▸ **SHORT TASK**
Reproduce the entries below verbatim, from the line containing "Warehouse pick-planner input: mark the white chair" to the line containing "Warehouse pick-planner input: mark the woman's face", including both of those lines and nothing else.

▸ **WORKING DATA**

# # # # # # #

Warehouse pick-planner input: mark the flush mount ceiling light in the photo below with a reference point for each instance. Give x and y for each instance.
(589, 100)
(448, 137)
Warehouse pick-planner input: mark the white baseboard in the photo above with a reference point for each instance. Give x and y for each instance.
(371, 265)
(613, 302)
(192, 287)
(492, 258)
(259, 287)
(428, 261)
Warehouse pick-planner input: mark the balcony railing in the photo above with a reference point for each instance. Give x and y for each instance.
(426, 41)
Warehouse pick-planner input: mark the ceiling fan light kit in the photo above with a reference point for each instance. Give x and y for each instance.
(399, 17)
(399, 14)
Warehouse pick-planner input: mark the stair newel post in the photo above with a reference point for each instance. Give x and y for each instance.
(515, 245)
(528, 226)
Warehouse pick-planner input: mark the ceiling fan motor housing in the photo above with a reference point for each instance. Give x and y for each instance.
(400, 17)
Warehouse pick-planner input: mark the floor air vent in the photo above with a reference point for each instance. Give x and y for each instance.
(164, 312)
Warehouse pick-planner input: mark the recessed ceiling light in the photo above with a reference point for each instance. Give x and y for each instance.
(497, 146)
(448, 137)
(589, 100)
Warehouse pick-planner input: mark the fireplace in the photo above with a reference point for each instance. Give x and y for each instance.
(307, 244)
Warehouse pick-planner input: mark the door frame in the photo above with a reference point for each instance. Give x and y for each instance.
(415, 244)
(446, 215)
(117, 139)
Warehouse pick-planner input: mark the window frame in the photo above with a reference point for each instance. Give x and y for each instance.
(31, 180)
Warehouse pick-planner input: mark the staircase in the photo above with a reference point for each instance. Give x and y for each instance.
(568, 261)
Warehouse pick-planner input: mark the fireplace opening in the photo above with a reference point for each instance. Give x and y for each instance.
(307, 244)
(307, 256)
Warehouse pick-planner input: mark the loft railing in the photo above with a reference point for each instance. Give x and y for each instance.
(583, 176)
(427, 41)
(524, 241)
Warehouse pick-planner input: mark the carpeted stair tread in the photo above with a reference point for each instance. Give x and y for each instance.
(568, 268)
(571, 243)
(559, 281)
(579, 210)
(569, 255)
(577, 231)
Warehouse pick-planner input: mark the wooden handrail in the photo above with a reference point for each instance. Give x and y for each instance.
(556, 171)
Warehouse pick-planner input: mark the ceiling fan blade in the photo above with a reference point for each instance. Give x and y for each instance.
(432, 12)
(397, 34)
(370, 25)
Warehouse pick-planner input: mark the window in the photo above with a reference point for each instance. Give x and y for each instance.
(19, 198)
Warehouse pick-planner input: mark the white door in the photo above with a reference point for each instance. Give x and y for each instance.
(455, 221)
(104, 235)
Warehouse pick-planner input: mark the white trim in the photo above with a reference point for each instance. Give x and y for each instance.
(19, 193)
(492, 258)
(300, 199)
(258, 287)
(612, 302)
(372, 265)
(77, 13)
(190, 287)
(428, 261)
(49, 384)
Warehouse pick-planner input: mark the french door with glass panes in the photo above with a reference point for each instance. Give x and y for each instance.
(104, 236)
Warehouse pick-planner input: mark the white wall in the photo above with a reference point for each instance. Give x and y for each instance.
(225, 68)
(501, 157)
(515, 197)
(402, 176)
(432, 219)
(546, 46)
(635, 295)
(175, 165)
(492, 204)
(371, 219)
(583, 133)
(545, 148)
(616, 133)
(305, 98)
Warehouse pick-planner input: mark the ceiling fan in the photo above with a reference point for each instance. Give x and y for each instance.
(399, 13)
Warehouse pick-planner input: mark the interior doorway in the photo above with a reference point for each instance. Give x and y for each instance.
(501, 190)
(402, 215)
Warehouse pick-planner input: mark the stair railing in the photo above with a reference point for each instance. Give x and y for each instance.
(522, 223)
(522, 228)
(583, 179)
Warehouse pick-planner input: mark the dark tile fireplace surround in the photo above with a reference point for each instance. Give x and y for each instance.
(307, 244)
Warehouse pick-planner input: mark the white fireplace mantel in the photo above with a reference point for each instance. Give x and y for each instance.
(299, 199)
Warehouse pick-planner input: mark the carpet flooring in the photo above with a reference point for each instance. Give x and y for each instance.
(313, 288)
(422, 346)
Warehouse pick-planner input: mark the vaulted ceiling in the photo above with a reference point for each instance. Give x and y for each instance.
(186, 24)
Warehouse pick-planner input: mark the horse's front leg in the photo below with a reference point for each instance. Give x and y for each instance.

# # # # # # #

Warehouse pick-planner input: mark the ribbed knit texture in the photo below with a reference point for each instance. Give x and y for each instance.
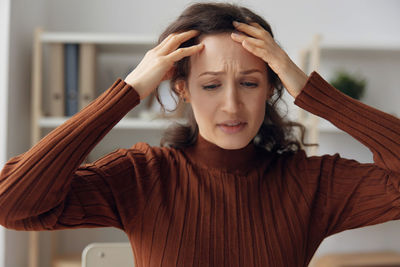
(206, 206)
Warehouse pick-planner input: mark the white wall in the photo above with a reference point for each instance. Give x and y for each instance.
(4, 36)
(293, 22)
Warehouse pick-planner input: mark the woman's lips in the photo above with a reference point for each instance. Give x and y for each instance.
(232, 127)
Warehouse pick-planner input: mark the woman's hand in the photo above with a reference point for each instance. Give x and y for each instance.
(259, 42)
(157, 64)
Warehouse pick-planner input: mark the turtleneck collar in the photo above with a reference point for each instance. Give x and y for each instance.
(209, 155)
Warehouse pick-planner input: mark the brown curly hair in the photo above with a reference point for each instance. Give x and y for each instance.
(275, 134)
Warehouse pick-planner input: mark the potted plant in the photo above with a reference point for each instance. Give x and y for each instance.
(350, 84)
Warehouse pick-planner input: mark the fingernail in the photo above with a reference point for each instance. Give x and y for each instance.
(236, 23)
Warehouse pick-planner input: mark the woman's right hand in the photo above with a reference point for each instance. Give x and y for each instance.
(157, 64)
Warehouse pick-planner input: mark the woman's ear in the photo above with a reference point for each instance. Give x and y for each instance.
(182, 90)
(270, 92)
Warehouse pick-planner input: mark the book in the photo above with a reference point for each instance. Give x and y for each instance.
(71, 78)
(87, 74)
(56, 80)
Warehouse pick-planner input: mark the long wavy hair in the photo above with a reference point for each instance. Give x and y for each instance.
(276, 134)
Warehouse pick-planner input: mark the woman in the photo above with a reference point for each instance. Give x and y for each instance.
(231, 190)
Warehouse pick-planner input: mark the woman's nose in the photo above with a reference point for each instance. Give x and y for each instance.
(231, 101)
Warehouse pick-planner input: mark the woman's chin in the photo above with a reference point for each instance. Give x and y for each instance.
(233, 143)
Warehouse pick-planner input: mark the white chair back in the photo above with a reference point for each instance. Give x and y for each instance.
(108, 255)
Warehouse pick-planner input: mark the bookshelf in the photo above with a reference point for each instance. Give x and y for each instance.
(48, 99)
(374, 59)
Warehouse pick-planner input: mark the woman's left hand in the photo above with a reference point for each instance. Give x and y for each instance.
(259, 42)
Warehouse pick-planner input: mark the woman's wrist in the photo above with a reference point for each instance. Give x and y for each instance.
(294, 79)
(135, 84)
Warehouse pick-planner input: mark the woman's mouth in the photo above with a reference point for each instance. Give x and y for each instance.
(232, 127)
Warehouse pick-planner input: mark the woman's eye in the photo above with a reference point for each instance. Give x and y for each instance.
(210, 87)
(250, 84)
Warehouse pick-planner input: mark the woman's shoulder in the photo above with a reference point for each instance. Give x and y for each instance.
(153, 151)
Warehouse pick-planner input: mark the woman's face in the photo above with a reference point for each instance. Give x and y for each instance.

# # # # # # #

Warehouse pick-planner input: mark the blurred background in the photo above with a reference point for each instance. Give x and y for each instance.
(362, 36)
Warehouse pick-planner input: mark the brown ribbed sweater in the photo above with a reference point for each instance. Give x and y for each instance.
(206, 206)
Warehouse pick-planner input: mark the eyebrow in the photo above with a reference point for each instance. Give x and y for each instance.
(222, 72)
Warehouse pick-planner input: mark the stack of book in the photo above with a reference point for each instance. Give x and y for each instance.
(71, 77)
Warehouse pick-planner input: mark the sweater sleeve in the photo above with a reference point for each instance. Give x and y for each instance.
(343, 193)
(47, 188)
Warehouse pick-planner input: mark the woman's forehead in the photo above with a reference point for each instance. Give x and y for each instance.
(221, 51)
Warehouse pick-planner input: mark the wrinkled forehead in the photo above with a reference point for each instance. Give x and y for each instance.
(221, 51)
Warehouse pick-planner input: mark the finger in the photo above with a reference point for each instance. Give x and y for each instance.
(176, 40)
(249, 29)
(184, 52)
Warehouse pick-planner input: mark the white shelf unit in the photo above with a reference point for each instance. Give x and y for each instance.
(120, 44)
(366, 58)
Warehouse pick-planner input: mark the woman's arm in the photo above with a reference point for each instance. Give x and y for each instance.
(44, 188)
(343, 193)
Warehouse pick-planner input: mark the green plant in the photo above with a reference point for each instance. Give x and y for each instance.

# # # # # # #

▸ **THE RESULT**
Warehouse pick-planner input: mark the white chair back in the photo above with a reference point for each instance. Give x and y for each instance.
(108, 255)
Warehouse pick-planner input: mark the bookshelf in the photo above with a reference point for each instance. Give x and y for each instance.
(48, 99)
(374, 59)
Warehouse pick-planner input: mark the woman's left hand in the photo above with a reference point for each instance. Give x and y for each instance.
(259, 42)
Warehouse pick-planner input: mark the woman's wrist in the photo above with a reference point for each instance. Give x and y for each instance.
(294, 79)
(135, 84)
Warehouse pick-planner input: mark the woman's mouth in the photo above with a reference point for each instance. Give x and y for each instance.
(232, 127)
Warehouse pick-planner input: mark the woman's eye in the photo above with a reference point for each instance. Give x and y for each instance.
(210, 87)
(250, 84)
Warehouse pick-planner input: mark the woman's shoulder in the photo above with a reference point for each instance. Give x and y for each instance.
(153, 151)
Warehouse pick-planner input: mark the woman's face in the photo above with a reference point for each instance. Give x and y for each instance.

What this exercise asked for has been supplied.